■ Action item: Look through the records below for the line holding "Target: flagpole". Write it out exactly, with each following line through the line holding "Tag a single point on each instance of the fence".

[Records from a collection]
::::::::
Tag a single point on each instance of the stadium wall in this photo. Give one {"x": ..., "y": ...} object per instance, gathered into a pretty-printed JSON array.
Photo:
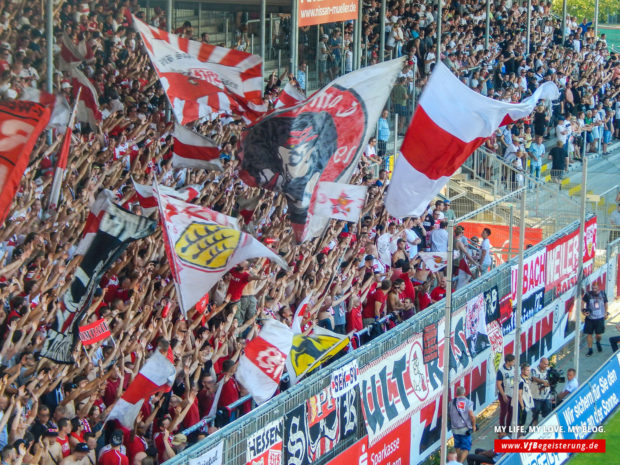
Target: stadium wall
[{"x": 381, "y": 404}]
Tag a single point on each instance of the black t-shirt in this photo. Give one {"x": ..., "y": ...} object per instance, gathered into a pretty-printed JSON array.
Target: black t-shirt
[{"x": 558, "y": 155}]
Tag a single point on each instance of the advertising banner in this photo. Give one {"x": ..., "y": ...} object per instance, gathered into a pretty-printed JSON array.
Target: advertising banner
[
  {"x": 562, "y": 261},
  {"x": 265, "y": 446},
  {"x": 312, "y": 12}
]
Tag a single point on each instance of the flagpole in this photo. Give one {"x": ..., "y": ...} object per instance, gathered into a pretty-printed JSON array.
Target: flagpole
[
  {"x": 582, "y": 226},
  {"x": 446, "y": 347},
  {"x": 62, "y": 158},
  {"x": 517, "y": 341}
]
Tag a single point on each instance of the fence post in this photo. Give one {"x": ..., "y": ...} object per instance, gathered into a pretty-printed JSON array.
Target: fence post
[
  {"x": 582, "y": 225},
  {"x": 446, "y": 347},
  {"x": 517, "y": 340}
]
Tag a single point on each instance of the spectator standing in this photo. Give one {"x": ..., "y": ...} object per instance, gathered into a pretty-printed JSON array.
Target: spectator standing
[
  {"x": 505, "y": 384},
  {"x": 463, "y": 423},
  {"x": 595, "y": 310}
]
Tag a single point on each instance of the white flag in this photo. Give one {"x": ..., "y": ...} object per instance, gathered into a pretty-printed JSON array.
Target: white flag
[
  {"x": 261, "y": 365},
  {"x": 434, "y": 261},
  {"x": 340, "y": 201},
  {"x": 202, "y": 245}
]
::::::::
■ Solution to the exercise:
Target: flagpole
[
  {"x": 582, "y": 226},
  {"x": 446, "y": 347},
  {"x": 62, "y": 158},
  {"x": 517, "y": 341}
]
Tag a single point on each instance of the fence post in this photo. Give one {"x": ..., "y": ...} object per instance, gathered into a pretty-printed JSON array.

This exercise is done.